Selected excerpt:

Pammi Bir, RBC Capital Markets, LLC, Research Division - Analyst [19]

--------------------------------------------------------------------------------

All right, that's helpful. Just -- can you maybe expand on the commentary in your letter around the rising demand from tenants at some of your centers coming from underperforming in closed malls. Just curious, what types of tenants are these? And which markets are you seeing this play out in?

--------------------------------------------------------------------------------

Greg Stevenson, Slate Retail REIT - CEO [20]

--------------------------------------------------------------------------------

Yes, I mean it's reasonably consistent across the portfolio. And as we highlighted in the letter, that strip center demand has been strong for a number of years because there's been no new supply. And if you have a good center like we do, and I think one of our competitive advantages is we're bringing both capital as well as an institutional team to markets where that may be lacking. So I think that's another source of demand for us. But sort of as we talked, you've got malls, which we don't own, enclosed shopping malls; and you've got tenants leaving those malls looking for strip centers or places they can go where there's traffic, which is what grocery stores drive. They can come to our centers where operating expenses are much lower, rent is much lower, but now they have visibility, and so it's starting to pick up. I mean the weighted average occupancy for U.S. REIT strip center space over the last 5 years has been 95%. It's been tremendously stable in the face of all of the headlines that you've read. Mind you, those are now starting to change. So I think what we wanted to highlight because we spend every day in this space and this may not be as obvious to others is that you just -- you think about owning one of these businesses, being in a dying mall relative to moving to a strip center, there's a lot of favorable reasons to do so. And that's starting to happen more for us, and that's why you've seen our leasing pick up, and we're not alone. I think the results across the U.S. strip center space in general have been very positive. And I think for Slate Retail REIT, this is certainly one of the reasons.

Directive A:
Answer these questions about the earnings call excerpt:
(i) Which firm and division does Pammi Bir represent?
(ii) What title does Greg Stevenson hold at Slate Retail REIT?
(iii) What was the weighted average occupancy for U.S. REIT strip center space over the last 5 years?
Directive B:
Locate each line in the entries that contains the string "lawn" and copy it out. Case counts.

(Stored dataset items)

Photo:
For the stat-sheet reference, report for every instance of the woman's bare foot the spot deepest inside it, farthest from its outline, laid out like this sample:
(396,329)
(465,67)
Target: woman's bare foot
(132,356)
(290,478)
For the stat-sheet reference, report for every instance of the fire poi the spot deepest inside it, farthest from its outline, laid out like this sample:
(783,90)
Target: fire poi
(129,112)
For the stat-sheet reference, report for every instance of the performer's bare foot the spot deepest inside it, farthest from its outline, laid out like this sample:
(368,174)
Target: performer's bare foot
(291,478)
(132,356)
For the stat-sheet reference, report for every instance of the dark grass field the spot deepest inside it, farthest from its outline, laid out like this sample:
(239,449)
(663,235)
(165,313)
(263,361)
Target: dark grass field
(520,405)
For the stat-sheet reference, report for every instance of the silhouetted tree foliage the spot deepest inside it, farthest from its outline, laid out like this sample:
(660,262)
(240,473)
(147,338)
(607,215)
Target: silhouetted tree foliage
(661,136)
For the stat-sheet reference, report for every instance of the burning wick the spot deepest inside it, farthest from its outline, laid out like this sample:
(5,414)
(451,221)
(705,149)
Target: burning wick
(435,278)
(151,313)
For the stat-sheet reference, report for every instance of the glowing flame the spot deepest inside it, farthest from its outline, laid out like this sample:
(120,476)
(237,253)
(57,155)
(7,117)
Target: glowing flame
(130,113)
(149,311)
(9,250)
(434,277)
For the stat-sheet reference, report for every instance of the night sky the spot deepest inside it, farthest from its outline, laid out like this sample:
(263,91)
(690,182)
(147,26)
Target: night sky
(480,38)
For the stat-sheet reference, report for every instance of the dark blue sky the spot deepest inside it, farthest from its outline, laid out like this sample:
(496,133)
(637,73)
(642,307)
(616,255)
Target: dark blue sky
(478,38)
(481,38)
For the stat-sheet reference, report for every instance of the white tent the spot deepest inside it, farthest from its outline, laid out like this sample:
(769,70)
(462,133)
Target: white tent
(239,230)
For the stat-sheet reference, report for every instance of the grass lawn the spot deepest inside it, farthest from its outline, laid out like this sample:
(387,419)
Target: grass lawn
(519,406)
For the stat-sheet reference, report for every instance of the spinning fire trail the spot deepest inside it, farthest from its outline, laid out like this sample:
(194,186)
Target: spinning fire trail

Complete answer A:
(i) RBC Capital Markets, LLC, Research Division
(ii) CEO
(iii) 95%

Complete answer B:
For the stat-sheet reference, report for every instance of the grass lawn the spot deepest inside it, farthest from its outline, laid out like this sample:
Target: grass lawn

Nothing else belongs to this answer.